Text segment
The fine for a third offense will increase from $1,000 to $4,000.
The public defender's agency is concerned about putting these fines
in place at such a high level. In addition, the license forfeiture
period for a felony DUI is permanent. It can be restored after 10
years. He believes it is important to make sure that drivers are
licensed and insured and fears that people whose license has been
revoked will be tempted to drive anyway. He feels the bill should
provide a way for people to get licensed and insured in a shorter
period of time.
MR. MCCUNE said CSHB 4(FIN)am increases the "look-back" provision
from five to 10 years for felony DUIs, which will add quite a bit
of time and expense for the public defender's agency.
MS. MARY MARSHBURN, Director of the Division of Motor Vehicles
(DMV), said, like Mr. McCune, DMV has been significantly involved
with the sponsor and the legislation since its drafting almost a
year ago. DMV supports lowering the BAC to .08 but DMV continues
to take issue with the vehicle registration revocation provisions.

Stored data

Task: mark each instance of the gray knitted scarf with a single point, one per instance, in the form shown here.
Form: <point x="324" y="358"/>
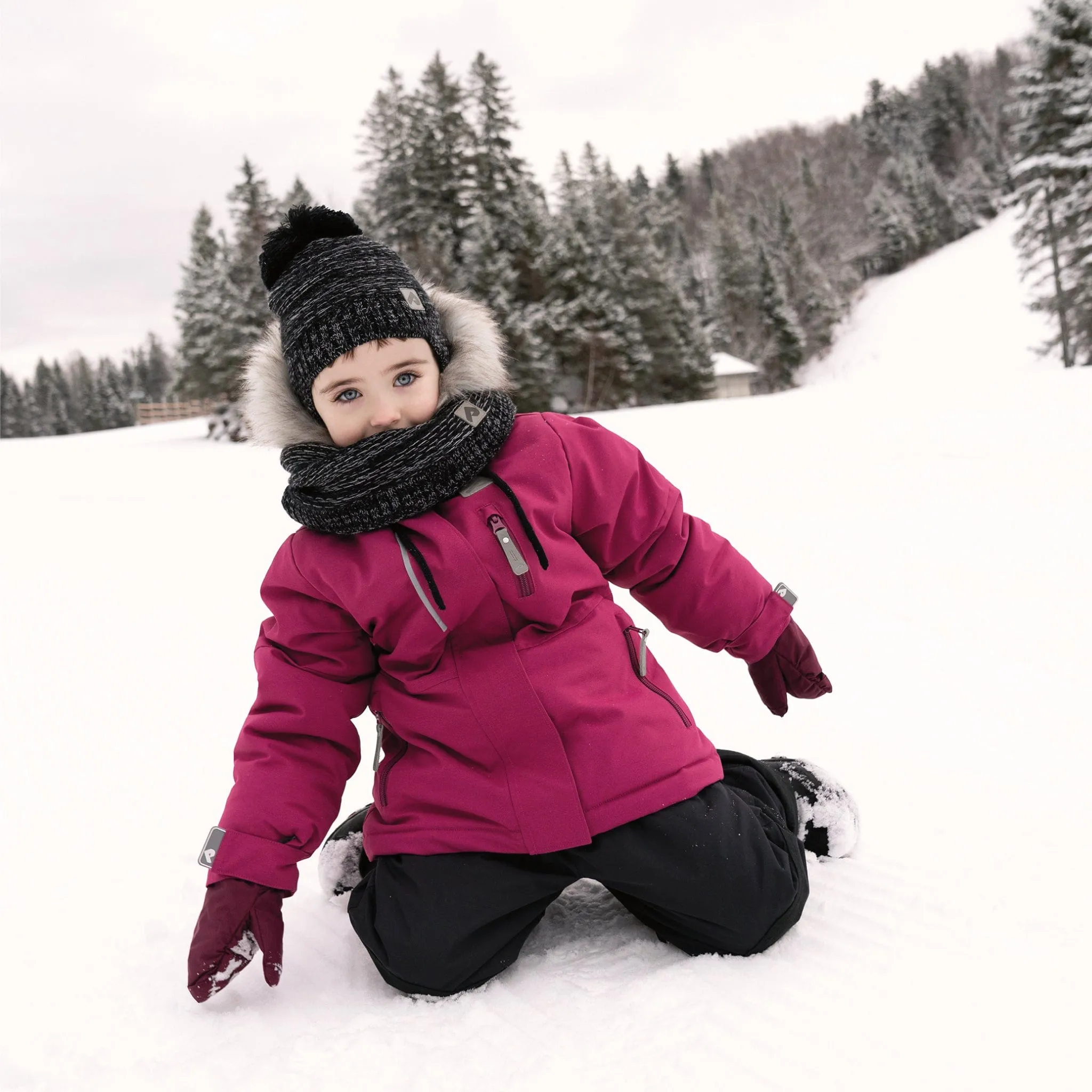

Goal
List every dollar amount, period of time, and blood alcohol level stated in the DUI testimony excerpt, with what each one refers to. The data play no part in what follows.

Solution to this exercise
- $1,000: the current fine for a third offense
- $4,000: the increased fine for a third offense
- 10 years: the time after which a permanently forfeited license for a felony DUI can be restored
- five years: the current "look-back" provision for felony DUIs
- 10 years: the increased "look-back" provision for felony DUIs under CSHB 4(FIN)am
- almost a year: how long ago the legislation was drafted, the period DMV has been involved with the sponsor and the bill
- .08: the BAC level that DMV supports lowering to